Start of Block

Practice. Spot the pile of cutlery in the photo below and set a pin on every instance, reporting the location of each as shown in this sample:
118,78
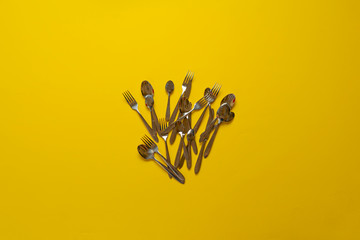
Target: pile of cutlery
182,125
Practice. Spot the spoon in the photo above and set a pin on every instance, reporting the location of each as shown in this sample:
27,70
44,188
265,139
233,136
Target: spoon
199,160
148,154
223,114
229,99
148,92
169,87
146,88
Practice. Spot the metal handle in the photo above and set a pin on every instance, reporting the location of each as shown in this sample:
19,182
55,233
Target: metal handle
168,171
194,146
173,115
173,169
167,116
208,130
197,125
199,160
208,147
188,154
150,130
167,153
178,154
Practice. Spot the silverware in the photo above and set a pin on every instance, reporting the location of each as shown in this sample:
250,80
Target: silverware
187,82
212,93
187,150
169,87
148,92
184,106
133,104
146,153
198,105
181,145
151,145
224,115
163,134
229,99
199,160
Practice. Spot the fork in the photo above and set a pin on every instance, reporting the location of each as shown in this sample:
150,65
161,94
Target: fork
163,134
152,145
186,85
181,145
214,91
133,104
198,105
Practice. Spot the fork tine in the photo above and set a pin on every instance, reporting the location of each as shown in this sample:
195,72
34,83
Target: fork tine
212,89
132,98
192,77
149,139
217,90
186,77
145,142
125,97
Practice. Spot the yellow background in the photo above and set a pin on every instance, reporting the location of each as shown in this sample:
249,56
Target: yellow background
287,167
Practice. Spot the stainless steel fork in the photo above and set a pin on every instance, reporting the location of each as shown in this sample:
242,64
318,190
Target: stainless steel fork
133,104
150,144
198,105
214,91
185,86
163,134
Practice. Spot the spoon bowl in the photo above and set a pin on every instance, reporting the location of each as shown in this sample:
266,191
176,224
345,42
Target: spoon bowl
146,88
229,99
169,87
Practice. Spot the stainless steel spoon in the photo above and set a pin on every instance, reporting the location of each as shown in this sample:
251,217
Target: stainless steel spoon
148,92
148,154
169,87
222,116
199,160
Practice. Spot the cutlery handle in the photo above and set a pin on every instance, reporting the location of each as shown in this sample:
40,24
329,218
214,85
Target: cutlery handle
197,125
194,146
167,116
173,115
150,130
208,147
156,120
185,114
199,160
178,154
182,160
173,136
169,172
172,168
167,153
187,153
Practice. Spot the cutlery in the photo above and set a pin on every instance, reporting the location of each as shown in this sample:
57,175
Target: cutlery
163,134
198,105
181,145
148,154
228,99
187,82
169,87
184,105
148,92
133,104
151,145
212,93
226,116
199,160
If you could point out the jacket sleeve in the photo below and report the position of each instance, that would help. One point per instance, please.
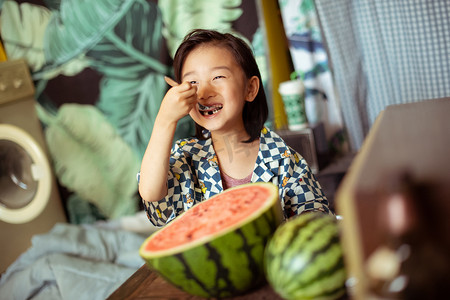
(162, 212)
(302, 192)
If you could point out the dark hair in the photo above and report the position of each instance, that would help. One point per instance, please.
(255, 113)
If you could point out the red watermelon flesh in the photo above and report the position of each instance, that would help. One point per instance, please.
(212, 217)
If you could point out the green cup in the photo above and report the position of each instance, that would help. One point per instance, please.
(293, 94)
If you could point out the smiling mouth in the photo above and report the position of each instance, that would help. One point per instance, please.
(209, 110)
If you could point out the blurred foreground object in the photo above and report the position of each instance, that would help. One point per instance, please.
(395, 202)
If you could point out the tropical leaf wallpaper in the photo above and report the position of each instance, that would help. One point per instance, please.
(98, 68)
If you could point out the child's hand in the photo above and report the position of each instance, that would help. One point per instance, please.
(178, 101)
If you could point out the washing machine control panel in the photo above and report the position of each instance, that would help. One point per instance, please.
(15, 81)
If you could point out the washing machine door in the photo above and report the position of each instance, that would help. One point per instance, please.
(25, 176)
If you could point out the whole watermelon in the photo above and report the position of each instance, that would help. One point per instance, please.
(304, 258)
(216, 248)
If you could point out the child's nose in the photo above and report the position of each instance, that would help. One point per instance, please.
(204, 90)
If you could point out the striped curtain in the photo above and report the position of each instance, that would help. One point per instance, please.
(385, 52)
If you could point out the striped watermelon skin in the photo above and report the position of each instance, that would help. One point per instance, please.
(228, 265)
(304, 258)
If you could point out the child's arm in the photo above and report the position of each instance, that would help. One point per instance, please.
(177, 103)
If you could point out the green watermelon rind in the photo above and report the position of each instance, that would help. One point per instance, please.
(192, 268)
(312, 237)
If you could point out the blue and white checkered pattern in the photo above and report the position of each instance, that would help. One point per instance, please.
(385, 52)
(194, 176)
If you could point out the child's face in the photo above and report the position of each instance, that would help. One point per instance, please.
(222, 88)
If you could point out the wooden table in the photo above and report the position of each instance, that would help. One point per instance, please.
(145, 284)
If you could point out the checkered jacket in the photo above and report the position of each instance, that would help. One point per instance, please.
(195, 176)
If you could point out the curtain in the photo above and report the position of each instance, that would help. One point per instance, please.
(383, 53)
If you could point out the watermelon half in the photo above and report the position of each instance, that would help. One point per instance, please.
(216, 248)
(304, 258)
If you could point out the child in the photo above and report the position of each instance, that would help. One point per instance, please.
(220, 88)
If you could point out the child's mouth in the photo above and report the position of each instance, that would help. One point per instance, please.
(209, 110)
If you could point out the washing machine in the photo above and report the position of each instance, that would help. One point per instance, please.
(29, 198)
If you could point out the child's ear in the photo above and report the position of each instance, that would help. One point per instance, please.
(252, 88)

End of Block

INSTRUCTIONS TO FOLLOW: Without the pictures, write out the entire listing exactly.

ANSWER FOR THE TASK:
Practice. Spot the pile of cutlery in the photo below and set a pin on every instance, reporting the location of each as shown in this sample:
118,78
Target: pile of cutlery
182,125
Practice. Spot the spoon in the photo above and set a pin on every instance, reporting the location of each as shown in this sample:
27,70
44,188
265,139
233,136
Target: spoon
199,160
148,154
223,114
229,99
148,92
169,87
146,88
Practice. Spot the metal handle in the photo above and set a pin on every instance, reporting the location of each as shown in this sample:
19,182
55,233
Target: metal handle
168,171
194,146
173,115
173,169
167,116
208,130
197,125
199,160
208,147
188,154
150,130
167,153
178,154
Practice. Spot the silverware in the photo above and set a pin on every instance, reporting the location of each as shown in this sample:
250,80
Target: silverware
187,82
212,93
187,150
169,87
148,92
184,106
133,104
146,153
198,105
181,145
151,145
224,115
163,134
229,99
199,160
Practice. Spot the fork in the photo above and set a pin on every instance, reporting the location of each as shown in this sample:
150,65
161,94
Target: fork
163,134
152,145
186,85
181,145
214,91
133,104
198,105
Practice. Spot the fork tine in the photo above and set a pin on every instance, reporting the location of each as shown in this sample:
195,72
34,83
Target: fork tine
212,89
132,98
192,77
149,139
217,90
186,77
145,142
125,97
Practice. Spot the yellow background in the photo above and set a pin on every instance, reporting the location of each as shown in this sample:
249,56
Target: yellow background
287,167
Practice. Spot the stainless steel fork in the photo above and set a pin on every instance, reporting the location of each as shown in this sample:
242,64
318,190
Target: stainless steel fork
133,104
150,144
198,105
214,91
185,86
163,134
Practice. Spot the spoon bowl in the photo above and set a pin on every instance, reporting the location of each as shown in this sample:
266,191
176,224
345,42
Target: spoon bowl
146,88
229,99
169,87
Practice. Spot the stainless steel spoon in the photo above and set a pin on every instance, reporting the location of each as shown in this sample:
251,217
Target: stainless steel spoon
148,92
148,154
169,87
222,116
199,160
Practice. Spot the cutlery handle in the photo above and set a pin on every instance, reporting the location of each as shown in this sample:
40,24
329,218
214,85
Target: cutlery handle
197,125
194,146
167,116
173,115
150,130
208,147
156,120
185,114
199,160
178,154
182,160
173,136
169,172
172,168
167,153
187,153
Practice. Spot the cutlery in the photo above and set a pin on every instance, reporting the location of each as shown in this sample:
57,175
Target: cutlery
163,134
198,105
181,145
148,154
228,99
187,82
169,87
184,105
148,92
133,104
151,145
212,93
226,116
199,160
If you could point out the jacket sleeve in the photo below and report the position of each instance, that would help. One point per instance, please.
(162, 212)
(302, 192)
If you could point out the dark hair in the photo above and report the position of each instance, that would help. One point per instance, please.
(255, 113)
If you could point out the red watermelon flesh in the photo above and report the position of each instance, that would help. One point per instance, please.
(212, 217)
If you could point out the green cup in the photo above and report the position of each instance, that would help. One point per instance, please.
(293, 94)
If you could point out the smiling mouth in the photo above and report the position of each instance, that would help. One point per instance, please.
(209, 110)
If you could point out the blurred foreground object in the photo above and report the position of each instance, that would help. One point per instance, please.
(395, 202)
If you could point out the tropical leaf wallpaper in the photo above and report the position of each instance, that would help. One point per instance, please.
(98, 68)
If you could point out the child's hand in the photo above and report the position of each instance, that would help. One point per instance, please.
(178, 101)
If you could point out the washing machine control panel in the photo above and report the position of each instance, that would help. One point per instance, please.
(15, 81)
If you could point out the washing machine door in the photo above and report the position of each instance, that would help. One point per instance, please.
(25, 176)
If you could point out the whole watermelon in the photo above and report the position of each instance, that would help. One point per instance, please.
(304, 258)
(216, 248)
If you could point out the child's nose in the photo above and report the position of each instance, that would help. One point per instance, please.
(204, 90)
If you could point out the striped curtain in the photo above and report the position of each instance, that would help. One point per instance, please.
(385, 52)
If you could point out the striped watermelon skin in the photo above and report the position of each instance, that would help. One point per instance, please.
(228, 265)
(304, 258)
If you could point out the child's arm in the photo above and report the position of each instance, that would help. One point per instance, please.
(177, 103)
If you could point out the green watermelon rind in the photo above and report the position of each instance, that would help. One point per instance, please.
(192, 268)
(312, 237)
If you could point out the blue and white checkered pattern in the photo above and report the position of each instance, that would help. One point per instance, please.
(385, 52)
(194, 176)
If you could point out the child's face in the photo above and report the position of each instance, that would help. One point per instance, please.
(222, 88)
If you could point out the wooden table in the photo above and report the position of each instance, that would help. One point per instance, please.
(145, 284)
If you could point out the checkered jacket in the photo above and report the position of each instance, that would help. One point per instance, please.
(195, 176)
If you could point out the curtain in the photo above and report the position of each instance, that would help. One point per instance, please.
(383, 53)
If you could point out the watermelon half in the photo above and report the position of each instance, that would help. One point per instance, please.
(216, 248)
(304, 258)
If you could point out the child in the photo above and report the position of each instance, that would help. One point per instance, please.
(220, 88)
If you could point out the child's mouth in the photo above and report the position of each instance, that would help. One point per instance, please.
(209, 110)
If you could point out the washing machine in the photo above and report the position of each instance, that would help. One point per instance, please.
(29, 198)
If you could point out the child's ear in the photo above and report the position of each instance, that would help. One point per instance, please.
(252, 88)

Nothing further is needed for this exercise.